TASK BRIEF:
Reproduce the data verbatim, from the line containing "horse nostril, placing" down to the last line of the data, with both ends included.

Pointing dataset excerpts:
"""
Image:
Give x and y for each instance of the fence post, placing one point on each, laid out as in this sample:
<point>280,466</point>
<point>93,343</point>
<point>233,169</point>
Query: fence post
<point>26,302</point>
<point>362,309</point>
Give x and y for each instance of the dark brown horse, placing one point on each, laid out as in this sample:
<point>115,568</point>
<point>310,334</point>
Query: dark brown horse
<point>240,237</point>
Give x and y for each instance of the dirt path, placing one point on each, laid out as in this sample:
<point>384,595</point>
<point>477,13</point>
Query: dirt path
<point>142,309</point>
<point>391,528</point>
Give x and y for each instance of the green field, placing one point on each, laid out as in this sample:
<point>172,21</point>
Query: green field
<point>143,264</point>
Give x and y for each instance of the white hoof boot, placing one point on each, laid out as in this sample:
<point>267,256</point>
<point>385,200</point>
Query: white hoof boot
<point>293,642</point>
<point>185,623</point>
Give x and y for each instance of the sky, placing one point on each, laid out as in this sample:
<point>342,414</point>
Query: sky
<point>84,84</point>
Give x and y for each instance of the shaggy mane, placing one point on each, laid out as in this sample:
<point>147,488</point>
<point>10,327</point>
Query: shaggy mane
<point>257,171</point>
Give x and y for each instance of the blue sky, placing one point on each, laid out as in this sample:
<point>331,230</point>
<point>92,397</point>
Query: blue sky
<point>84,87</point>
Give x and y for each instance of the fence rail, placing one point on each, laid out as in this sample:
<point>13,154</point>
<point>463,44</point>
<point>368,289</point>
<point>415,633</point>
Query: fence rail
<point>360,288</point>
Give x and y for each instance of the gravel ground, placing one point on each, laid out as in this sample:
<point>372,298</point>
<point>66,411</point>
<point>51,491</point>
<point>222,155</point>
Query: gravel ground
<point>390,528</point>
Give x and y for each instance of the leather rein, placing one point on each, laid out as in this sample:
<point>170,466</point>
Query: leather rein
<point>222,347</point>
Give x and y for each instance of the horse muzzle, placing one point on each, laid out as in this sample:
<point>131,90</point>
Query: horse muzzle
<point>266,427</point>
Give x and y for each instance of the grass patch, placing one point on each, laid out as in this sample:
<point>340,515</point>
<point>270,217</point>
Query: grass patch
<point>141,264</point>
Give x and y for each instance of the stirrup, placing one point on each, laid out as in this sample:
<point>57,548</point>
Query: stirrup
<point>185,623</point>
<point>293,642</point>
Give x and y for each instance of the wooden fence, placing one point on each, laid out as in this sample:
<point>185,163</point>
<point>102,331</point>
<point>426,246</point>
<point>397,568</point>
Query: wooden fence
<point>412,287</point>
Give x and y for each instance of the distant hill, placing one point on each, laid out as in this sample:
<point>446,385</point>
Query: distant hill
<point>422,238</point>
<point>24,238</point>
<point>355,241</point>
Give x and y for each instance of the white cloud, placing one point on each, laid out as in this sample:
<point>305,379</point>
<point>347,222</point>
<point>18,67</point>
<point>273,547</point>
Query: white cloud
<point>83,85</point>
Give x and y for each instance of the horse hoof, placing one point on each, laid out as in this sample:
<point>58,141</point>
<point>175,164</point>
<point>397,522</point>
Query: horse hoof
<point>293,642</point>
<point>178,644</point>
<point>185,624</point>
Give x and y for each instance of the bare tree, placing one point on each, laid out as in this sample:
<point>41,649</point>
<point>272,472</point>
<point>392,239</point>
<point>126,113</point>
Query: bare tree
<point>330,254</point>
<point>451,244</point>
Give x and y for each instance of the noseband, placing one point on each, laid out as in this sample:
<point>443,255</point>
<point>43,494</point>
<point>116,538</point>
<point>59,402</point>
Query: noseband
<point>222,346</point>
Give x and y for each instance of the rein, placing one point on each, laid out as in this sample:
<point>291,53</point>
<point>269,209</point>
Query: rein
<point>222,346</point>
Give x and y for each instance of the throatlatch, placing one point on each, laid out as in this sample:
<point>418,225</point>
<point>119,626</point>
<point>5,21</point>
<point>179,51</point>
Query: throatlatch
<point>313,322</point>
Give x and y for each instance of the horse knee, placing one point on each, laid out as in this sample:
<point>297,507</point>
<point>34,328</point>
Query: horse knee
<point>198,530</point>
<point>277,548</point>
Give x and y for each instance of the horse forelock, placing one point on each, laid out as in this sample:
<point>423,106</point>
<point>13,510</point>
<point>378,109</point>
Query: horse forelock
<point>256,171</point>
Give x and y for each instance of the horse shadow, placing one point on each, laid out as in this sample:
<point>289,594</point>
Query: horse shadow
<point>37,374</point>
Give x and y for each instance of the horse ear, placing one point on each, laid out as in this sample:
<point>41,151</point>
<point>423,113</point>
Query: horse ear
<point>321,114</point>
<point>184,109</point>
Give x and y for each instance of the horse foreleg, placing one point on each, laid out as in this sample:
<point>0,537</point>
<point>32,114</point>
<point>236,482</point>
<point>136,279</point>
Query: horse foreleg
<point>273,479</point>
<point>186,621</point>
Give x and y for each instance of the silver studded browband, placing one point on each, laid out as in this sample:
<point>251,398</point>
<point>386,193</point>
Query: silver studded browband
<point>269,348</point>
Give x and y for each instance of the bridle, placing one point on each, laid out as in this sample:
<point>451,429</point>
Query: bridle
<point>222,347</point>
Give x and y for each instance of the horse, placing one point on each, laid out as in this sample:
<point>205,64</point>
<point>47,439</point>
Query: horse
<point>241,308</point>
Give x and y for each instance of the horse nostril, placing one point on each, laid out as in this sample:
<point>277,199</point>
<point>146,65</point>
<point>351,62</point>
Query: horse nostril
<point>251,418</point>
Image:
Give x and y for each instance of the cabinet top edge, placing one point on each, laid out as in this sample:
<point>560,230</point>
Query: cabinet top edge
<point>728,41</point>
"""
FULL OUTPUT:
Give x and y for each instance of the horse nostril, placing one point on each, laid out as in this sample:
<point>277,199</point>
<point>146,65</point>
<point>351,62</point>
Query: horse nostril
<point>251,418</point>
Image:
Give x and y for each instance of the cabinet top edge, placing one point on each, laid out as in this sample:
<point>560,230</point>
Query: cabinet top edge
<point>728,41</point>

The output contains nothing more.